Whether an entry is long or short, retype it exactly.
+++ PROVIDED DATA
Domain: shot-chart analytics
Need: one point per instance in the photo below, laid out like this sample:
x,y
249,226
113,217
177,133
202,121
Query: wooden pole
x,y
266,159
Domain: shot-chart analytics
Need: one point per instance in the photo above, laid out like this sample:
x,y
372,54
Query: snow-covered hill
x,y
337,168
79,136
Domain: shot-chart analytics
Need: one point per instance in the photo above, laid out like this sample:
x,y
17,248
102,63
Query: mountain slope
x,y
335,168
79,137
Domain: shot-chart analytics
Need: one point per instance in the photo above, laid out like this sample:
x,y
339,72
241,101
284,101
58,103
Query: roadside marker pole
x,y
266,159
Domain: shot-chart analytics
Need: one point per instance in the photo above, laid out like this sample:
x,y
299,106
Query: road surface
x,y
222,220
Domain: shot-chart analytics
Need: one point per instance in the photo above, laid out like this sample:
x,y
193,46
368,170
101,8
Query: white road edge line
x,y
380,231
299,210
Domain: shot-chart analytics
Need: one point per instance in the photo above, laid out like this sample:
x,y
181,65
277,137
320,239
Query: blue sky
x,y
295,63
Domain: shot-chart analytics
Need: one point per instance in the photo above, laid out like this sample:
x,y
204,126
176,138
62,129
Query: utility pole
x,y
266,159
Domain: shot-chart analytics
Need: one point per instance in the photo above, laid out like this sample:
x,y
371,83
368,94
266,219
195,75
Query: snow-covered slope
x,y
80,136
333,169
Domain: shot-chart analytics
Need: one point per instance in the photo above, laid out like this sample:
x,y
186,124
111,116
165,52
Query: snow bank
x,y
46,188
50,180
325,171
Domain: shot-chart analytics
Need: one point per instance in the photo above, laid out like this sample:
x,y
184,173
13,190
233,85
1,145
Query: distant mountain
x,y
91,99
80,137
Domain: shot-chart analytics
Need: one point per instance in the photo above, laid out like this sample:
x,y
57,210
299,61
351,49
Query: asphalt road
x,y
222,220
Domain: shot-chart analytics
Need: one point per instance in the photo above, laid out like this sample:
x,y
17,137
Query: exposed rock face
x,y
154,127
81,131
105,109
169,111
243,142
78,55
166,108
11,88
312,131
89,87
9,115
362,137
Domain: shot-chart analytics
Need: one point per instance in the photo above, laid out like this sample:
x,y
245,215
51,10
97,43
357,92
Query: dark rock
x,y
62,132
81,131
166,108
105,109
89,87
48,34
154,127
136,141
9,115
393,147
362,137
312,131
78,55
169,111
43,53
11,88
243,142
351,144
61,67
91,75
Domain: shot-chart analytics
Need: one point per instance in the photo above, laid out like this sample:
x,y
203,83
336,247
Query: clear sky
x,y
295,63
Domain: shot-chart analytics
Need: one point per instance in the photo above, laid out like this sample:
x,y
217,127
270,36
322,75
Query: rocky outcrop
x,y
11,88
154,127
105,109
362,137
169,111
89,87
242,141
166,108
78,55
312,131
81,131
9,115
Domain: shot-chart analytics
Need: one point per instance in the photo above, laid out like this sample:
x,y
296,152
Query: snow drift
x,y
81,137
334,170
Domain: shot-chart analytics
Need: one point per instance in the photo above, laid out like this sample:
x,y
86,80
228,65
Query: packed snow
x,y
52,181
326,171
++++++
#### [OUTPUT OF THE EXERCISE]
Domain: shot-chart analytics
Need: one point per instance in the photo below, laid out like this sample:
x,y
249,226
113,217
177,133
202,121
Query: wooden pole
x,y
266,159
Domain: shot-chart analytics
Need: one point per instance in the photo above, laid out like this sample:
x,y
372,54
Query: snow-covered hill
x,y
337,168
79,136
Domain: shot-chart analytics
Need: one point per instance in the photo above, laid out like this sample:
x,y
17,248
102,63
Query: mountain slope
x,y
335,168
79,137
Domain: shot-chart analytics
Need: one point per instance in the photo above, laid out like this sample:
x,y
339,72
241,101
284,101
58,103
Query: roadside marker pole
x,y
266,159
Domain: shot-chart analytics
Need: one point per instance in the photo above, laid out like this sample:
x,y
299,106
Query: road surface
x,y
222,220
Domain: shot-chart analytics
Need: one point per instance in the photo above, laid out like this sample:
x,y
193,46
368,170
101,8
Query: white road edge line
x,y
380,231
299,210
Domain: shot-chart analytics
Need: one point per instance in the photo above, laid out like this sample:
x,y
181,65
277,137
320,239
Query: blue sky
x,y
295,63
Domain: shot-chart analytics
Need: one point per instance in the photo above, laid out like this sample:
x,y
204,126
176,138
62,129
Query: utility pole
x,y
266,159
Domain: shot-chart analytics
Need: one point per instance in the photo above, laid out like this sample:
x,y
371,83
368,94
266,219
195,75
Query: snow-covered slope
x,y
80,136
333,169
Domain: shot-chart analytics
Need: one point per instance in the photo above, laid out like this sample:
x,y
186,124
111,116
165,52
Query: snow bank
x,y
46,188
50,180
325,171
Domain: shot-chart analytics
Need: one point per instance in the photo above, laid out like this sample:
x,y
184,173
13,190
233,85
1,145
Query: distant mountain
x,y
91,99
80,137
Domain: shot-chart analytics
Need: one point per instance in the photo above, laid out like this sample:
x,y
57,210
299,61
351,49
Query: asphalt road
x,y
222,220
Domain: shot-chart analytics
Need: one point per instance in the photo above, laid out like this sample:
x,y
17,137
Query: exposed rock face
x,y
154,127
81,131
105,109
169,111
243,142
78,55
166,108
11,88
312,131
89,87
9,115
362,137
Domain: shot-chart analytics
Need: one point per instance in the photo above, laid out like this sample:
x,y
245,215
51,10
97,43
357,92
Query: dark rock
x,y
62,132
81,131
166,108
105,109
89,87
48,34
154,127
136,141
9,115
393,147
362,137
312,131
78,55
169,111
43,53
11,88
243,142
351,144
61,67
91,75
Domain: shot-chart analytics
Need: one point per instance in the photo above, laid out like this sample:
x,y
203,83
336,247
Query: clear sky
x,y
295,63
Domain: shot-chart analytics
Need: one point per instance in the photo above, laid out like this sample:
x,y
217,127
270,36
322,75
Query: rocky outcrop
x,y
11,88
154,127
105,109
362,137
169,111
89,87
242,141
166,108
78,55
312,131
81,131
9,115
Domain: shot-chart analytics
Need: one point per instance in the photo above, laid out like this sample:
x,y
296,152
Query: snow drift
x,y
81,137
334,170
Domain: shot-chart analytics
Need: one point per instance in the photo above, laid out like this sample:
x,y
86,80
228,65
Query: packed snow
x,y
52,181
326,171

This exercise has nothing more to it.